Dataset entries
══════════

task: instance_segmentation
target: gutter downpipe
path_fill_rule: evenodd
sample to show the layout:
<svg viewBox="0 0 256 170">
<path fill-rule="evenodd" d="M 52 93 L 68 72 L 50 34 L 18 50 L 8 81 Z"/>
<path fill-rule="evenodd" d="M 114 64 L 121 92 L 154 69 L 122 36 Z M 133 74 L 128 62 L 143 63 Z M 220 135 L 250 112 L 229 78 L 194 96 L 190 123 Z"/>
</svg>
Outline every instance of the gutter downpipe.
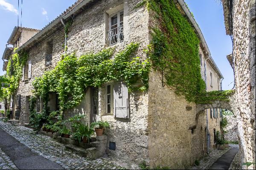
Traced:
<svg viewBox="0 0 256 170">
<path fill-rule="evenodd" d="M 207 90 L 207 76 L 206 74 L 206 61 L 209 59 L 210 57 L 207 57 L 206 59 L 204 60 L 204 79 L 205 79 L 205 84 L 207 85 L 206 86 L 206 90 Z M 206 131 L 207 133 L 207 153 L 209 153 L 209 145 L 210 144 L 210 142 L 209 140 L 209 125 L 208 125 L 208 110 L 206 110 Z"/>
<path fill-rule="evenodd" d="M 63 25 L 63 26 L 64 26 L 64 27 L 65 27 L 66 26 L 66 25 L 65 25 L 65 23 L 64 23 L 64 22 L 63 21 L 63 20 L 62 19 L 62 18 L 61 18 L 61 23 L 62 23 L 62 24 Z M 66 32 L 66 31 L 65 31 L 65 45 L 64 46 L 64 57 L 66 57 L 66 45 L 67 45 L 67 33 Z"/>
</svg>

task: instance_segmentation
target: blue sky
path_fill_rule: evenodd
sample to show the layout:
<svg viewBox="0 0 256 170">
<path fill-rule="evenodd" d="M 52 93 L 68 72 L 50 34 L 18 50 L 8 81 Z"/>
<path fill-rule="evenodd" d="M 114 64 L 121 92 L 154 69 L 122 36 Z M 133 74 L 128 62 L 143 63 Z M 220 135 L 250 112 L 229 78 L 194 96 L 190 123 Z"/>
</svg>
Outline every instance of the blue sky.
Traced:
<svg viewBox="0 0 256 170">
<path fill-rule="evenodd" d="M 226 35 L 223 11 L 216 0 L 185 0 L 201 29 L 212 57 L 223 75 L 223 90 L 233 87 L 233 72 L 226 56 L 232 53 L 230 37 Z M 5 45 L 15 26 L 41 29 L 52 20 L 76 0 L 23 0 L 22 19 L 20 18 L 21 0 L 19 10 L 18 0 L 0 0 L 0 75 L 2 71 L 2 56 Z M 231 83 L 231 84 L 230 84 Z"/>
</svg>

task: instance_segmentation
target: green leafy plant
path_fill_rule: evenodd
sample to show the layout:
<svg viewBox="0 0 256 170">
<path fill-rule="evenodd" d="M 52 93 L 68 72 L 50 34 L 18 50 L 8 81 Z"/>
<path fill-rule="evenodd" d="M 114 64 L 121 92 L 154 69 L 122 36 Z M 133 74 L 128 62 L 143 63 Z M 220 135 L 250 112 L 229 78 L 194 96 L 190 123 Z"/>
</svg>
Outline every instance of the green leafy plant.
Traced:
<svg viewBox="0 0 256 170">
<path fill-rule="evenodd" d="M 93 122 L 91 126 L 94 127 L 95 129 L 103 129 L 106 128 L 109 128 L 109 123 L 107 121 L 98 121 L 96 122 Z"/>
<path fill-rule="evenodd" d="M 60 132 L 61 134 L 70 135 L 71 134 L 71 131 L 70 129 L 67 128 L 66 126 L 63 126 L 63 127 L 62 129 L 60 129 L 59 132 Z"/>
<path fill-rule="evenodd" d="M 199 164 L 200 164 L 200 162 L 199 162 L 199 161 L 196 159 L 195 161 L 195 164 L 196 166 L 198 166 Z"/>
<path fill-rule="evenodd" d="M 83 138 L 87 138 L 88 142 L 90 143 L 90 138 L 94 133 L 93 129 L 91 126 L 89 127 L 88 125 L 80 124 L 76 130 L 72 134 L 74 138 L 81 142 Z"/>
<path fill-rule="evenodd" d="M 255 165 L 255 162 L 247 162 L 243 163 L 243 165 L 246 165 L 247 166 L 247 167 L 249 167 L 252 164 Z"/>
<path fill-rule="evenodd" d="M 149 166 L 147 164 L 147 163 L 145 161 L 143 161 L 141 162 L 139 164 L 139 167 L 142 170 L 149 170 Z"/>
</svg>

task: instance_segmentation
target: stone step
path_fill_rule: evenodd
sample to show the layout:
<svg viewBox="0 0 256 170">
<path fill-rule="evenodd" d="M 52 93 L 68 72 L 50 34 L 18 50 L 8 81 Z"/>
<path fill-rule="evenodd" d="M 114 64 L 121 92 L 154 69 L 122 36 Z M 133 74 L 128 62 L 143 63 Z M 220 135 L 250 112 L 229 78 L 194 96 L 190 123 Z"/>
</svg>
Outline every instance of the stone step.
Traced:
<svg viewBox="0 0 256 170">
<path fill-rule="evenodd" d="M 7 122 L 9 123 L 12 123 L 13 125 L 15 125 L 19 123 L 20 121 L 17 120 L 8 120 Z"/>
<path fill-rule="evenodd" d="M 67 150 L 73 153 L 91 160 L 95 159 L 102 156 L 96 147 L 92 147 L 84 149 L 72 144 L 66 144 L 65 147 Z"/>
</svg>

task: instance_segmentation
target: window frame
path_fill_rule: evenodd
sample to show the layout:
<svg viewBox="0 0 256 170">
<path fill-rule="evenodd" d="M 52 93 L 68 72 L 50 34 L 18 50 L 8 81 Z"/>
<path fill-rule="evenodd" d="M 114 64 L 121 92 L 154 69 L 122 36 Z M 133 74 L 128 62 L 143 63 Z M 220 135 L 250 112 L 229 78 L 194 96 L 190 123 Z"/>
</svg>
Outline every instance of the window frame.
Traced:
<svg viewBox="0 0 256 170">
<path fill-rule="evenodd" d="M 107 115 L 113 115 L 114 114 L 114 109 L 113 109 L 113 85 L 114 82 L 109 82 L 106 83 L 105 85 L 105 108 L 106 110 L 105 113 Z M 108 86 L 110 85 L 110 94 L 108 93 Z M 108 105 L 109 104 L 108 103 L 108 95 L 110 95 L 110 113 L 108 113 Z"/>
<path fill-rule="evenodd" d="M 213 86 L 212 85 L 212 73 L 211 71 L 210 71 L 210 85 L 211 87 L 212 87 Z"/>
<path fill-rule="evenodd" d="M 121 12 L 123 12 L 123 21 L 122 21 L 122 26 L 123 26 L 123 31 L 122 31 L 122 34 L 123 34 L 123 40 L 122 41 L 120 41 L 120 34 L 119 32 L 119 28 L 121 26 L 121 25 L 120 25 L 120 13 Z M 110 31 L 111 30 L 112 30 L 112 29 L 115 29 L 115 28 L 113 28 L 113 29 L 111 29 L 111 20 L 112 20 L 112 18 L 115 15 L 117 15 L 117 42 L 116 43 L 113 43 L 113 44 L 111 44 L 111 39 L 112 39 L 112 37 L 110 37 L 109 36 L 109 31 Z M 115 44 L 116 44 L 118 43 L 119 42 L 122 42 L 124 41 L 124 36 L 123 35 L 123 28 L 124 28 L 124 8 L 123 8 L 121 10 L 120 10 L 119 11 L 118 11 L 117 12 L 113 13 L 113 14 L 112 14 L 111 15 L 109 15 L 109 18 L 108 18 L 108 43 L 110 46 L 111 46 L 111 45 L 114 45 Z"/>
</svg>

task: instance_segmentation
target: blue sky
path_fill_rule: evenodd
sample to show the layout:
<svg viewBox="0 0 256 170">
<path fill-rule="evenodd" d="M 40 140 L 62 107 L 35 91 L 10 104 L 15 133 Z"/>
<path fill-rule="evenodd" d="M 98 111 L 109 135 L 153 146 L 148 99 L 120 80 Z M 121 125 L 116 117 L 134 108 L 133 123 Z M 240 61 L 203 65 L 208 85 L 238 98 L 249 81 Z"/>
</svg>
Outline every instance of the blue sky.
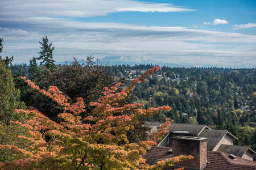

══════════

Please report, word for word, each line of the records above that contains the string "downpipe".

Written answer
target: gutter downpipe
Outline every instance of the gutter downpipe.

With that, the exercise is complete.